* _Try it_
Line by line, return the material below exactly as it reads.

↓↓↓

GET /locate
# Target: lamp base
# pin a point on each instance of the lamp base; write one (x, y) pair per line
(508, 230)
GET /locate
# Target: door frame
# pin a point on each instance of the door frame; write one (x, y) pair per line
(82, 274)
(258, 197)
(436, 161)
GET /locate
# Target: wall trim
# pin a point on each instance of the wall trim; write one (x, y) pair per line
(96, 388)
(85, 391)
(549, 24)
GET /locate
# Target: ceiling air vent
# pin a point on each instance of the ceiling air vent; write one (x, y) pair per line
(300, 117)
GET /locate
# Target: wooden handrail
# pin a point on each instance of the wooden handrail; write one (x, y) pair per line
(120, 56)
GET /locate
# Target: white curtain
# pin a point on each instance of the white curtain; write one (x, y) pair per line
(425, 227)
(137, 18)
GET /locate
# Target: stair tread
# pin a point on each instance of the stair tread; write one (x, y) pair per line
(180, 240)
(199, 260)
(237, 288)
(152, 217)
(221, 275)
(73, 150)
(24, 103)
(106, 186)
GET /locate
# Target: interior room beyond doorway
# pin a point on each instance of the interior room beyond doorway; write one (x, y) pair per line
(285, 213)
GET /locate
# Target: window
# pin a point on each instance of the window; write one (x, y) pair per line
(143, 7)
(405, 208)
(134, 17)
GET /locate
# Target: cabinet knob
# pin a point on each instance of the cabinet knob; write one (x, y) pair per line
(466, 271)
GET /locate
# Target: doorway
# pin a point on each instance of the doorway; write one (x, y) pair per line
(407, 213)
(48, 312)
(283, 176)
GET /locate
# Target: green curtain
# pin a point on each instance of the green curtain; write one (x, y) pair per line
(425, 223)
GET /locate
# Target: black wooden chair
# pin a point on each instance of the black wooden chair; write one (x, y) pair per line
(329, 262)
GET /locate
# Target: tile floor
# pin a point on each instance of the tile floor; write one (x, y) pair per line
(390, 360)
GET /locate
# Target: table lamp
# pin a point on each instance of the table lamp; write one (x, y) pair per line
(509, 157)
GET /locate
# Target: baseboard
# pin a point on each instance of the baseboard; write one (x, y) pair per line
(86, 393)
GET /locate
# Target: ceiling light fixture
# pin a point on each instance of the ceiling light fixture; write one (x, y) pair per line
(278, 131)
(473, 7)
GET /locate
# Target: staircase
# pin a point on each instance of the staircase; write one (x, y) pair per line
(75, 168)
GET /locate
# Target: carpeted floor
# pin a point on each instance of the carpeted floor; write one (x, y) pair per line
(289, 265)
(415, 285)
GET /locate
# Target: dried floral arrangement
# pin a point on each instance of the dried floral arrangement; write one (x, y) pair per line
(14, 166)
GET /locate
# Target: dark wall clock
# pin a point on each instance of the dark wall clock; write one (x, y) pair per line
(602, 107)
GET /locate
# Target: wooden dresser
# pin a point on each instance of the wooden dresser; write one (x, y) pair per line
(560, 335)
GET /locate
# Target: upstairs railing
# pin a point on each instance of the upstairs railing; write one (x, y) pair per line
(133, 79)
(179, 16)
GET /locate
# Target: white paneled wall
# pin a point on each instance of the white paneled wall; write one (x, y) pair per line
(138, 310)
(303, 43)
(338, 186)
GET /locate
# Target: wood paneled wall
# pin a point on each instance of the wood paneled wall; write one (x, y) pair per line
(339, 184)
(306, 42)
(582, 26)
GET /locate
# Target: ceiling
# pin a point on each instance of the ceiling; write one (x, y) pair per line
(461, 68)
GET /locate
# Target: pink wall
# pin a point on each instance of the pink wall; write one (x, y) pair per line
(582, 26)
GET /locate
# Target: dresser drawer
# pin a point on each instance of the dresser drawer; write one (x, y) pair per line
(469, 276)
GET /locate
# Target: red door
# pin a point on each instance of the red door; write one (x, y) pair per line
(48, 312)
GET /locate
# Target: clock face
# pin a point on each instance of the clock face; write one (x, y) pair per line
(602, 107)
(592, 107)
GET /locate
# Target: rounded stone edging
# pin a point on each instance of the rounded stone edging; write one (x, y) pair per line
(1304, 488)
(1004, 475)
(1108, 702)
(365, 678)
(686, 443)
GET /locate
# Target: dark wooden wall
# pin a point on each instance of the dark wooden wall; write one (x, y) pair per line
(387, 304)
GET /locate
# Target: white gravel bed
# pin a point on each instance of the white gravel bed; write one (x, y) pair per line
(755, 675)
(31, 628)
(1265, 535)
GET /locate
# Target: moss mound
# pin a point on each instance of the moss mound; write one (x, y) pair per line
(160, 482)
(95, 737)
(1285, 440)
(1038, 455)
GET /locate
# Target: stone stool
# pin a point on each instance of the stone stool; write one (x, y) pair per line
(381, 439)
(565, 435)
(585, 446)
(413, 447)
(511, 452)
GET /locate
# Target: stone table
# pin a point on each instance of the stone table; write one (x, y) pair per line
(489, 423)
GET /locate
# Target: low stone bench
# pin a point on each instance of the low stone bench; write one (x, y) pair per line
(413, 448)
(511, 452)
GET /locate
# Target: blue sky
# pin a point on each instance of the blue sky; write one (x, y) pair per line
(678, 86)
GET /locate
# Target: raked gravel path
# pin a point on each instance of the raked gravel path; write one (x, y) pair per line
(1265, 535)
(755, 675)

↑↑↑

* _Answer to this problem_
GET /locate
# Target: lamp base
# pin a point on each instance of the lamp base; write one (x, y) pair per line
(508, 230)
GET /locate
# Target: door frame
# pin a point on each instance of the door frame; write one (x, y) pair per line
(82, 274)
(258, 197)
(436, 161)
GET /locate
# Target: wall trim
# pin a point on each instance of the wall trim; write one (x, y) pair per line
(96, 388)
(85, 391)
(549, 24)
GET /locate
# Target: ceiling air vent
# pin a point on each instance of the ceiling air vent; write one (x, y) pair per line
(300, 117)
GET /locate
# Target: wooden handrail
# pin a point on each instance of the wooden handrail; write one (x, y) pair per line
(120, 56)
GET /locate
# Target: white curtain
# pin a point on each instance of the white curtain; write one (x, y) pair per line
(425, 227)
(137, 18)
GET /locate
# Target: stair tread
# pin a point on each instance of the stair tread; write one (x, y) pair per line
(180, 240)
(199, 260)
(237, 288)
(152, 217)
(221, 275)
(73, 150)
(24, 103)
(106, 186)
GET /locate
# Target: interior room beyond doorway
# pin a point on each instance of the interior room beyond doorway; write one (x, y) pair per line
(285, 213)
GET /locate
# Target: window
# pin a point on each instance of the window; write one (x, y) pair per line
(143, 7)
(405, 208)
(134, 17)
GET /locate
# Target: cabinet knob
# pin a point on each instance of the cabinet knob; write one (x, y) pair per line
(466, 271)
GET /locate
# Target: doorway
# pin a point on each instance of the doorway; write one (x, y) pair per line
(407, 213)
(48, 312)
(283, 176)
GET /locate
# Target: green curtain
# pin a point on each instance of the green curtain; write one (x, y) pair per line
(425, 223)
GET /locate
# Target: black wooden chair
# pin a point on each instance of the black wooden chair; write one (x, y) pair per line
(329, 262)
GET /locate
# Target: tile floor
# pin a point on each instance of the tile floor; write one (x, y) pair per line
(390, 360)
GET /locate
# Target: table lamp
# pin a point on each instance of the table lamp; write one (x, y) pair per line
(509, 157)
GET /locate
# Target: baseboard
# pin a point on each instance of the baseboard; write one (x, y) pair per line
(86, 393)
GET /locate
# Target: ceiling light fixture
# pin a point on each instance of the ceiling light fixture; write one (x, y) pair per line
(278, 131)
(473, 7)
GET /locate
# Target: staircase
# pin a point on each instance of the staircase; write one (x, y) pair per line
(75, 168)
GET /locate
# Target: carpeted floor
# pin a point on each instance of the carpeted floor; write one (x, y) pair per line
(289, 265)
(415, 285)
GET /locate
# Target: dried floral arrangement
# pin a point on each instance of the dried floral arrangement; write one (x, y) pair per line
(14, 166)
GET /locate
# Target: dark wall clock
# pin a point on each instance of the dark wall clock; write one (x, y) pair per line
(602, 107)
GET /locate
# Target: wooden dresser
# pin a point on each instance of the wooden dresser; write one (x, y) pair per line
(560, 335)
GET /locate
# Target: upstairs railing
# pin a point on each instance of the upstairs railing; write one (x, y) pair per line
(133, 79)
(179, 16)
GET /locate
# Target: white paneled wall
# pin a point on each instance of the white paneled wall; write one (x, y) pair per line
(138, 310)
(303, 43)
(338, 186)
GET /locate
# Target: wood paneled wall
# pin a point on each instance of the wood paneled wall; write one (x, y) pair per line
(339, 184)
(306, 42)
(582, 26)
GET /locate
# Target: ceiling
# pin a point on each instance of the ceiling; write one (x, y) pair per line
(461, 68)
GET /locate
# Target: pink wall
# pin a point on each instance of the pink wall; write one (x, y) pair per line
(582, 26)
GET /locate
# Target: dresser drawer
# pin a point on each instance of the dresser drawer; write one (x, y) pair per line
(469, 276)
GET /locate
# Target: red door
# pin a point on each instance of the red door; write one (x, y) pair per line
(48, 312)
GET /locate
# Target: clock face
# pin a point on each instance of the clock face; write one (x, y) pair per line
(602, 107)
(592, 107)
GET /locate
# Target: rounded stone edging
# pin a point on each instance of the rounded stone edging; write one (x, y) pair per line
(1304, 488)
(1004, 475)
(1108, 702)
(365, 678)
(686, 443)
GET /locate
# Target: dark wooden wall
# pin a point on each instance of the dark wooden wall; write one (x, y) pair per line
(387, 304)
GET /locate
# Target: white gravel bed
# pin a point on each instance of the white gravel bed; write one (x, y) pair per line
(755, 675)
(31, 628)
(1265, 535)
GET /locate
# Target: moss mound
# pin a point on each instance of the moss mound; write one (x, y) pair per line
(160, 482)
(95, 737)
(1285, 440)
(1038, 455)
GET /locate
# Target: stone stool
# pin a point on each instance of the stone stool; write one (x, y) pair per line
(381, 439)
(565, 435)
(585, 446)
(413, 447)
(511, 452)
GET /locate
# Target: stone table
# pin a point on each instance of the stone table; write one (x, y) pair per line
(489, 423)
GET /locate
# Target: low stone bench
# pin a point on each instance of the low stone bench; write one (x, y) pair per line
(413, 448)
(511, 452)
GET /locate
# Target: blue sky
# pin a point on each instance of the blue sky; write one (x, y) pair per line
(678, 86)
GET /locate
# Target: raked gravel path
# pin a point on each instance of the raked gravel path; write one (x, y) pair per line
(1265, 535)
(755, 675)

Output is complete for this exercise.